RECORD EXCERPTS:
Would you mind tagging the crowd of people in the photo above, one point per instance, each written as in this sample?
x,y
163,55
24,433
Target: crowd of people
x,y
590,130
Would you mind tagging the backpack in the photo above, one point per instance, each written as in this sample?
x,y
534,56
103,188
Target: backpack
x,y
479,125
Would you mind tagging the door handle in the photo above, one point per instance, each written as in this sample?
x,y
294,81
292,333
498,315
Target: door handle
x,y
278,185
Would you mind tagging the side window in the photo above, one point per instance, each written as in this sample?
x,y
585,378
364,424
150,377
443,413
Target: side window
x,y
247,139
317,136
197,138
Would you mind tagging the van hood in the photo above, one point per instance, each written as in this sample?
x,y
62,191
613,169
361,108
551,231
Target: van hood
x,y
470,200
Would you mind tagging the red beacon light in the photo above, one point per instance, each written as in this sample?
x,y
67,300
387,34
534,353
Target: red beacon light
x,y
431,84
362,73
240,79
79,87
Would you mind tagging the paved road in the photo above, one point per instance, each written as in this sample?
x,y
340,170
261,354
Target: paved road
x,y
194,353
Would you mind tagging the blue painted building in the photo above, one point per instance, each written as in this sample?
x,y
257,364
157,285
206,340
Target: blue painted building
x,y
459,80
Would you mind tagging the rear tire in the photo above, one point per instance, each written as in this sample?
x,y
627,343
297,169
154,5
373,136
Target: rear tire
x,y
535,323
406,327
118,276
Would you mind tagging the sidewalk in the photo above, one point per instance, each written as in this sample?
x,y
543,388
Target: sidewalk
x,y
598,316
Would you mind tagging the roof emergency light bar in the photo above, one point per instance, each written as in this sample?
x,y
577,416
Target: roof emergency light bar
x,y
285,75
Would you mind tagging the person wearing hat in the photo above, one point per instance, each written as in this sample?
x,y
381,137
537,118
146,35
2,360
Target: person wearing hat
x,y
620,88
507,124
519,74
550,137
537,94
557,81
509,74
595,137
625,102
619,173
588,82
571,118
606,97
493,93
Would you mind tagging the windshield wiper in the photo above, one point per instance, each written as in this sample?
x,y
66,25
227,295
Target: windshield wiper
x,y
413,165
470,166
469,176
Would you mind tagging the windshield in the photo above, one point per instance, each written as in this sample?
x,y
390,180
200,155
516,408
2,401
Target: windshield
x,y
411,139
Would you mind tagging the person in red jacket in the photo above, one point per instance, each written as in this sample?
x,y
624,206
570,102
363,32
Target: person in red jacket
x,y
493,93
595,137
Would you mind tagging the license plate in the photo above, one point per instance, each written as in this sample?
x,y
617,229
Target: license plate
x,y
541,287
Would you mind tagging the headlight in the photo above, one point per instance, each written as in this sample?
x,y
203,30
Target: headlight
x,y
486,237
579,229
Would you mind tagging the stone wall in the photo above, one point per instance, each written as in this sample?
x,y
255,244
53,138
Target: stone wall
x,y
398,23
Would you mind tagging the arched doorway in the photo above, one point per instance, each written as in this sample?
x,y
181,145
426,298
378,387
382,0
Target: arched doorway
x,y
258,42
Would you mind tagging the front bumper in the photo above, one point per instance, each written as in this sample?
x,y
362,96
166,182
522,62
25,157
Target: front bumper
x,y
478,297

YOUR ASSIGNMENT:
An exact reproduction of the data is required. Leave nothing out.

EXERCISE SOLUTION:
Would you mind tagging the crowd of people in the photo above, one point per instance, each written as in this sample?
x,y
163,55
24,433
Target: crowd of people
x,y
590,130
Would you mind tagging the backpack in the photo above, one point per instance, each written as in this sample?
x,y
534,56
103,188
Target: backpack
x,y
479,125
Would you mind tagging the door handle in the photo above, one point per instance, each written as in this sample?
x,y
294,81
292,333
498,315
Target: door handle
x,y
278,185
Would you mind tagging the side window in the photo above, one point per instance, each written as in this sample?
x,y
585,378
364,424
150,377
443,413
Target: side window
x,y
247,139
317,136
197,138
Would you mind tagging the van hood in the photo above, one point per instance, each written as in this sample?
x,y
62,191
613,169
361,108
551,231
Target: van hood
x,y
470,200
Would you mind tagging the red beacon light in the photo above, one point per instance, each written as in this sample?
x,y
67,300
387,34
534,353
Target: red beacon light
x,y
431,84
362,73
240,79
79,87
Would you mind tagging the paved road in the photo above, one point per instance, each written as in this sample?
x,y
340,170
261,354
Target: paved road
x,y
194,353
Would you mind tagging the blue painted building in the photo above, one point per instance, each written as in this sample?
x,y
257,364
157,285
206,340
Target: blue painted building
x,y
459,80
Would you mind tagging the rear tire in the photo above, one point per instance, each written as in this sample?
x,y
627,343
297,169
154,5
373,136
Target: rear tire
x,y
535,323
406,327
118,276
Would you mind tagging the sidewalk in the photo above, one point per instance, each written as in this sample?
x,y
543,388
Target: sidewalk
x,y
598,316
Would you mind tagging the roof emergency light bar in the photo above, one point per instance, each written as in this sample?
x,y
577,416
Target: roof emergency light bar
x,y
285,75
Would you mind tagging the person wearing hat in the photo above, one point per instance, each written as in this sample?
x,y
381,137
537,118
146,35
2,360
Target: person wearing hat
x,y
620,88
507,124
519,74
550,137
537,94
557,81
509,74
595,137
625,102
619,173
588,82
571,118
606,97
493,93
Would you mind tagging the windshield wiper in the photo above, one point per instance, each written as in this sample?
x,y
66,25
227,295
Target: windshield wiper
x,y
413,165
470,166
469,176
Would you mind tagging the windshield in the photo above, one point per instance, each written as in this sample?
x,y
390,180
200,155
516,408
2,401
Target: windshield
x,y
411,139
Would you mind tagging the person in red jacket in the photo above, one point per instance, each written as in this sample?
x,y
624,206
570,102
363,32
Target: person in red jacket
x,y
493,93
595,137
Would you mind tagging the license plate in the photo above, one point per instance, each written as in this sample?
x,y
617,229
Target: license plate
x,y
541,287
Would you mind tagging the headlight in the photo above, one point per instance, each written as in this sample?
x,y
203,30
Target: headlight
x,y
486,237
579,229
Would you mind tagging the stone wall in the photo above, one point per instance, each written as in this sample?
x,y
255,244
53,138
Target: stone wall
x,y
398,23
Would you mind tagging the arched doorway in the photo above, one point per instance, each written as in this sample?
x,y
181,145
426,298
378,387
382,0
Target: arched doorway
x,y
258,42
Would you mind tagging the front bumper in the photo above, one point per instance, each written as in this sample?
x,y
362,96
166,182
522,62
25,157
Target: front bumper
x,y
478,297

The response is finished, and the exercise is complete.